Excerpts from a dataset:
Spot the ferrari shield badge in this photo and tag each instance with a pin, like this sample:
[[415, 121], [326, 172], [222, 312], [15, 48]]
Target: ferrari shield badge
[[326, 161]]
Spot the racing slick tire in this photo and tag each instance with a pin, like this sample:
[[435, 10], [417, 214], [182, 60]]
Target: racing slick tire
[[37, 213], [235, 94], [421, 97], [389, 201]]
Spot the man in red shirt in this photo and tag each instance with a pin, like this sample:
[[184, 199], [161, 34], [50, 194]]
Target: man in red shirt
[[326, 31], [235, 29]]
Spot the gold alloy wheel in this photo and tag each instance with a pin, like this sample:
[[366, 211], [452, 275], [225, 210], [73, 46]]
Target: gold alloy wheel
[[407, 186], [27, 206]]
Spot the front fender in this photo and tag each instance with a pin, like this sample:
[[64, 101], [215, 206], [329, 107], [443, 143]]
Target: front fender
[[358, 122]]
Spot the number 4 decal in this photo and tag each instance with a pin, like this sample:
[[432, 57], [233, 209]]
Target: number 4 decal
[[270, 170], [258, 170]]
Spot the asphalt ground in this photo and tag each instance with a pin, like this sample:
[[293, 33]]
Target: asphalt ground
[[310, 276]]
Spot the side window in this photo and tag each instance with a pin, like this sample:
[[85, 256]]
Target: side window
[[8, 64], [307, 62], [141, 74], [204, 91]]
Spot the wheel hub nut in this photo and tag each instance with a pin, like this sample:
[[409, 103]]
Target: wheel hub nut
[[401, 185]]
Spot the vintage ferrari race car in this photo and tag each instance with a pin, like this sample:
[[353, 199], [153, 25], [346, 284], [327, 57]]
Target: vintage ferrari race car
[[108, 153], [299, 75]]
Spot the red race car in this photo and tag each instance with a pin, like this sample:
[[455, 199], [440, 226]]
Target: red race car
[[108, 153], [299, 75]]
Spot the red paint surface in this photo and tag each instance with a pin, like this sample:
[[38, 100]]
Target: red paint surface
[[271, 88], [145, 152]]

● **What the task requires**
Could you please retype the lines from the start of the data through the line with "Spot the racing", both included, and nothing else?

● **Answer below**
Spot the ferrari shield badge in this photo and tag each instance with a pin, like this sample:
[[415, 121], [326, 172], [222, 312], [15, 48]]
Target: ferrari shield badge
[[326, 161]]
Spot the racing slick tire in this photo and tag each instance with a pin, like this sample:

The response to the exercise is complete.